Image point annotation entries

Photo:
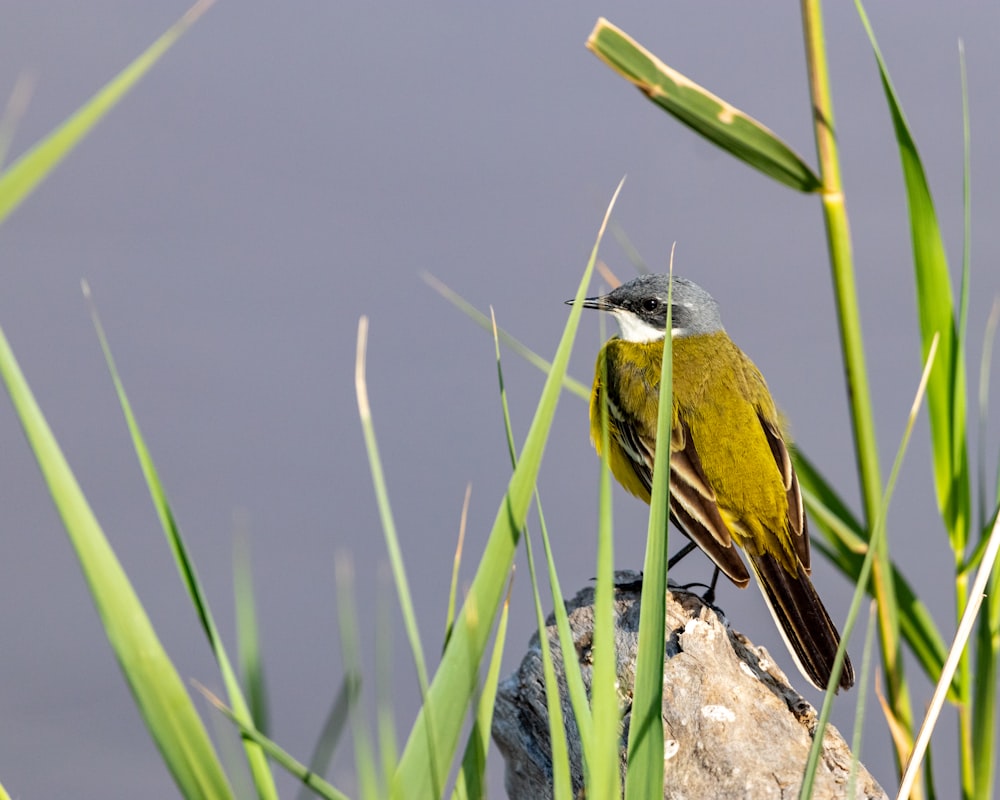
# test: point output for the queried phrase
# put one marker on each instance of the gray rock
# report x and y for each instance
(733, 726)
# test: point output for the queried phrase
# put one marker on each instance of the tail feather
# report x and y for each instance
(804, 623)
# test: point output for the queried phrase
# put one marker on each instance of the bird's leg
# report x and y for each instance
(709, 596)
(675, 560)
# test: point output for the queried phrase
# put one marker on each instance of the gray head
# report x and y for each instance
(640, 306)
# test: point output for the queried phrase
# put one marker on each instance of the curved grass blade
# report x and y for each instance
(644, 775)
(248, 637)
(604, 773)
(983, 577)
(562, 787)
(862, 585)
(471, 781)
(845, 547)
(456, 677)
(280, 756)
(946, 391)
(350, 654)
(333, 729)
(27, 172)
(17, 104)
(693, 105)
(158, 691)
(263, 779)
(861, 700)
(395, 552)
(455, 565)
(529, 355)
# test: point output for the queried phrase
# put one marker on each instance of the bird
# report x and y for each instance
(733, 486)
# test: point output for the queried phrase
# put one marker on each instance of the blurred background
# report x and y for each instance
(287, 169)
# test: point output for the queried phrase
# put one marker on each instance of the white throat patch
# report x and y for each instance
(635, 330)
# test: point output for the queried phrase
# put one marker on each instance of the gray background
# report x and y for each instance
(288, 168)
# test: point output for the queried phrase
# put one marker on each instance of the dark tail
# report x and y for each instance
(805, 626)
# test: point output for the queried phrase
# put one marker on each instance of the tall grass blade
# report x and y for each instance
(471, 781)
(693, 105)
(456, 564)
(13, 112)
(263, 779)
(248, 637)
(861, 700)
(521, 349)
(877, 544)
(350, 654)
(946, 392)
(385, 715)
(280, 756)
(156, 687)
(28, 171)
(395, 552)
(605, 777)
(644, 775)
(562, 787)
(983, 577)
(845, 547)
(455, 680)
(333, 729)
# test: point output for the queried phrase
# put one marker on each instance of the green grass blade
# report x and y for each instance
(521, 349)
(861, 699)
(988, 493)
(26, 173)
(984, 718)
(562, 787)
(350, 653)
(845, 547)
(280, 756)
(571, 668)
(644, 775)
(263, 779)
(333, 729)
(984, 575)
(17, 104)
(455, 565)
(395, 552)
(471, 781)
(456, 677)
(248, 637)
(870, 563)
(604, 774)
(156, 687)
(708, 115)
(385, 717)
(946, 392)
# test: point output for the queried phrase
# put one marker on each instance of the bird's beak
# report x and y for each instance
(600, 303)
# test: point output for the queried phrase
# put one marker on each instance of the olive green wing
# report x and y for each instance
(797, 525)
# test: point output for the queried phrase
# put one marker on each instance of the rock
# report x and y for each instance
(733, 726)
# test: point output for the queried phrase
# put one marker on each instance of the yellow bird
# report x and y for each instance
(731, 477)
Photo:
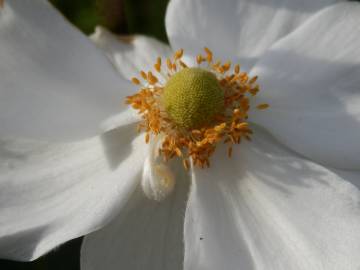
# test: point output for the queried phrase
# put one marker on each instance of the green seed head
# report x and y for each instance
(192, 97)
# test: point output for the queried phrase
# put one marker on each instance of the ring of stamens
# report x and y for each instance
(229, 126)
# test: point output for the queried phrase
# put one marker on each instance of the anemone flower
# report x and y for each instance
(212, 180)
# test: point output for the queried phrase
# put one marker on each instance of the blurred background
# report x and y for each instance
(122, 17)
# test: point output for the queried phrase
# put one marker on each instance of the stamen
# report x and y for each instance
(195, 144)
(262, 106)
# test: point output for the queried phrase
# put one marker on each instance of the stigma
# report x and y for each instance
(195, 109)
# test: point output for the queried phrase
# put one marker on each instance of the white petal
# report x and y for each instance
(54, 83)
(311, 81)
(149, 236)
(235, 29)
(51, 193)
(132, 55)
(268, 209)
(158, 180)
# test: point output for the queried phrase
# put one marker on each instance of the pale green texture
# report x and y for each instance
(192, 97)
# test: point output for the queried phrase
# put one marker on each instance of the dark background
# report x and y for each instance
(120, 16)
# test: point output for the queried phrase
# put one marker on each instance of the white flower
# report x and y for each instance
(288, 202)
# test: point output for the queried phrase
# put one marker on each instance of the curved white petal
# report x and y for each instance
(235, 29)
(51, 193)
(267, 208)
(130, 54)
(54, 83)
(311, 81)
(147, 236)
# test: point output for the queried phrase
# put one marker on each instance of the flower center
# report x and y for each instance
(196, 108)
(192, 97)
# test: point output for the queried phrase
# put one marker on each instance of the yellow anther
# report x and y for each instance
(143, 75)
(157, 65)
(135, 81)
(147, 137)
(253, 79)
(169, 64)
(226, 66)
(186, 164)
(189, 131)
(263, 106)
(178, 54)
(199, 59)
(151, 78)
(182, 64)
(209, 54)
(230, 152)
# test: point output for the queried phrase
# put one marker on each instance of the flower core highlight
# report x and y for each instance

TASK STATEMENT – The records shown above are to be repeated exactly, with the pictures left out.

TASK SOLUTION –
Photo:
# test: point output for the queried phrase
# put one marker on each instance of the gray rock
# report x and y for each instance
(733, 726)
# test: point output for the queried phrase
# put one marker on each instance of the tail feather
# report x and y for each instance
(804, 623)
# test: point output for the queried phrase
# put one marker on each instance of the bird's leg
# report x and y for each instance
(709, 596)
(675, 560)
# test: point output for the queried phrase
# put one marker on each instance of the gray head
# report x and y for each instance
(640, 306)
# test: point output for the queried phrase
# put one marker on each instance of the curved grass blade
# report x and y for each instance
(644, 775)
(248, 637)
(604, 773)
(983, 577)
(562, 787)
(862, 585)
(471, 781)
(845, 547)
(456, 677)
(280, 756)
(946, 391)
(350, 654)
(333, 729)
(27, 172)
(17, 104)
(693, 105)
(158, 691)
(263, 779)
(861, 700)
(395, 552)
(455, 565)
(529, 355)
# test: point output for the queried phrase
# put one marker on each instance of the bird
# report x and y for each instance
(733, 486)
# test: point output for the queried phrase
# put one marker on each instance of the blurred background
# report x and y for each instance
(287, 169)
# test: point output for the queried phrase
# put one marker on each instance of the white throat patch
# report x and y for each instance
(635, 330)
# test: point output for the queried phrase
# put one marker on each instance of the gray background
# report x and y for each instance
(288, 168)
# test: point output for the queried phrase
# put one marker on each instance of the dark tail
# report x and y for each instance
(805, 626)
# test: point output for the queried phrase
# put one marker on each instance of the tall grass blade
# report x and y for each instance
(471, 781)
(693, 105)
(456, 564)
(13, 112)
(263, 779)
(248, 637)
(861, 700)
(521, 349)
(877, 544)
(350, 654)
(946, 392)
(385, 715)
(280, 756)
(156, 687)
(28, 171)
(395, 552)
(605, 777)
(644, 775)
(562, 787)
(983, 577)
(845, 547)
(455, 680)
(333, 729)
# test: point output for the queried phrase
# put one marker on each instance of the green grass blade
# report x and y for each instance
(521, 349)
(861, 699)
(988, 493)
(26, 173)
(984, 718)
(562, 787)
(350, 653)
(845, 547)
(280, 756)
(571, 668)
(644, 775)
(263, 779)
(333, 729)
(984, 575)
(17, 104)
(455, 565)
(395, 552)
(471, 781)
(456, 677)
(248, 637)
(870, 563)
(604, 774)
(156, 687)
(708, 115)
(385, 717)
(946, 392)
# test: point output for the queried phrase
# put one marker on each instance of the bird's beak
# report x and y for each instance
(600, 303)
# test: point output for the queried phrase
# put one marker on each instance of the olive green wing
# report x and y for each instance
(797, 525)
# test: point output for the queried phrase
# put one marker on each instance of the rock
# report x and y for each instance
(733, 726)
# test: point output for the queried phrase
# put one marker on each instance of the yellow bird
# report x and y for each instance
(731, 477)
Photo:
# test: point output for the queried phrase
# put one marker on each instance of the green seed head
# report x and y for each instance
(192, 97)
# test: point output for the queried phrase
# put one marker on each instance of the ring of stamens
# report x and y for each instance
(229, 126)
# test: point output for the queried phrase
# put one marker on each instance of the anemone flower
# report x and y for each instance
(212, 180)
# test: point output for the queried phrase
# put one marker on each instance of the blurred background
# report x and y for each instance
(122, 17)
# test: point output for the queried phrase
# put one marker on each instance of the stamen
# report x and y for each instance
(195, 144)
(262, 106)
# test: point output for the queried phrase
# put one marker on each instance of the stigma
# report x and y for each instance
(195, 109)
# test: point output for the queried phrase
# put one marker on each instance of the white petal
# report x and y for each instance
(54, 83)
(311, 81)
(149, 236)
(235, 29)
(51, 193)
(132, 55)
(268, 209)
(158, 180)
# test: point output for the queried phrase
# put one marker on each instance of the pale green texture
# report x and y for each instance
(192, 97)
# test: point output for the queried phrase
# put one marker on each instance of the dark background
# report x and y for each instance
(120, 16)
# test: point output for the queried phrase
# put one marker on each instance of the white flower
# report x and y for each instance
(288, 202)
# test: point output for the queried phrase
# put one marker on each instance of the curved white petal
# report x and y for each instance
(235, 29)
(51, 193)
(267, 208)
(130, 54)
(54, 83)
(311, 81)
(147, 236)
# test: point output for the queried phrase
# put one marker on each instance of the flower center
# report x and y for each instance
(196, 108)
(192, 97)
# test: point output for the queried phrase
# put one marker on each instance of the yellow anther
# report x and y for each instance
(143, 75)
(157, 65)
(135, 81)
(147, 137)
(253, 79)
(169, 64)
(226, 66)
(186, 164)
(189, 131)
(263, 106)
(178, 54)
(199, 59)
(151, 78)
(182, 64)
(209, 54)
(230, 152)
# test: point output for the queried phrase
# put one marker on each instance of the flower core highlight
# report x and y for each instance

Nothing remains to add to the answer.